CONSEGNA 1: Nell'intervista a Valeria Golino, in quali condizioni si trovava suo padre quando Karine le parlò del film?
CONSEGNA 2: Prosegua l'intervista a Valeria Golino a partire dall'ultima frase riportata.

Quello di Billie è un personaggio molto doloroso, una madre che si scopre malata e non sa come comunicare al marito e alle figlie che sta morendo.
Valeria Golino: Quando Karine mi ha parlato del film era un momento molto particolare della mia vita, mio padre era molto malato e io sentivo che per me il ruolo era impraticabile. In momenti come quello non ci sono solo il dolore e la preoccupazione, ma c'è una sorta di confusione che ti avvolge. Anche ora che è passato del tempo ho difficoltà a raccontare queste cose, ma poi le cose sono cambiate perciò sono riuscita a fare il film. Devo dire che la lavorazione mi ha molto incupito. E' una delle poche volte in cui un ruolo mi è rimasto addosso mentre non volevo. Ho interpretato tanti personaggi, alcuni molto drammatici, ma stavolta è successo qualcosa di diverso. Poi ce l'ho fatta a venirne fuori anche perché nella vita si supera tutto, ma devo dire che lavorare con Karine è stata un'esperienza molto intensa perché, al di là della bravura registica, riesce a penetrare nella vita delle persone.

Adesso anche tu stai per girare il tuo primo lungometraggio da regista e anche in questo caso il tema è la malattia. C'è un collegamento tra i due film? Valeria Golino: Ci sono tante ragioni per cui uno sceglie di fare una determinata cosa. Ho letto un libro che mi piaceva, mi sembrava potente, urgente da raccontare perché sentivo che mi riguardava e ho deciso di trarne un film.

ESTRATTI DEL MATERIALE:
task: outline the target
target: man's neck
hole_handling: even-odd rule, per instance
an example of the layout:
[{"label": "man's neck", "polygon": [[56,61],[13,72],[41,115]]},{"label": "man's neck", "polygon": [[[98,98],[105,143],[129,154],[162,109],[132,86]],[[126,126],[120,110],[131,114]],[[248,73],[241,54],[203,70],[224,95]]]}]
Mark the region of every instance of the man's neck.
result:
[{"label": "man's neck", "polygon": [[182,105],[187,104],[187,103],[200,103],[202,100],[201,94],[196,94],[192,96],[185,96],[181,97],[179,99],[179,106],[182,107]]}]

RISPOSTA 1: Era molto malato.

RISPOSTA 2:
Karine, ci puoi parlare della scelta di ingaggiare Valeria per il tuo film? Karine Silla: Per me non c'è niente di più importante dell'essere umano. Lavoravo con degli attori intelligenti e l'intelligenza è la cosa più importante nell'approccio ai ruoli, anche più del talento. In Valeria ho sentito una profonda affinità col personaggio e lo stesso è accaduto con Vincent.

Vincent Perez: Un baiser papillon è un film corale, composto da tante storie e tutte insieme funzionano in maniera quasi miracolosa. E' come costruire un castello di carte che non crolla perché c'è una magia alla base. Sono tutte storie vere, vissute in una maniera o in un'altra da persone realmente esistite e questo rende il film ancora più concreto.

Valeria Golino: E' un film corale, ma è anche un film familiare perché, insieme a Vincent, vi sono anche le due figlie maggiori di Karine che interpretato le mie figlie. Interpretando la moglie di Vincent, non mi sono potuta divertire tanto perché ero diretta da sua moglie quindi ogni bacio era misurato. Era come camminare sul filo del rasoio.

Ora che ti sei avvicinata al mondo della regia è cambiato anche il tuo modo di approcciarti ai registi da attrice? Valeria Golino: No, quello che è cambiato è il mio rapporto con gli attori quando dirigo, ma non il mio lavoro di attore. Dopo tanti anni mantengo sempre la stessa inconsapevolezza e incoscienza che mi hanno accompagnato in tutta la mia carriera.

Quale è il tipo di cinema che preferisci? Valeria Golino: Ti racconto un episodio. Qualche giorno fa sono stata premiata a Mantova come miglior attrice di cinema d'essai. Dietro di me sullo schermo scorrevano i film d'essai dell'anno ed erano film normalissimi. Qquando io ho iniziato facevo film molto marginali, che non avevano nessuno sbocco e pochissimi vedevano. Quello per me era il cinema d'essai. Oggi fare cinema d'essai significa tentare di fare buon cinema.

E il tuo primo film da regista come lo immagini? Valeria Golino: D'essai.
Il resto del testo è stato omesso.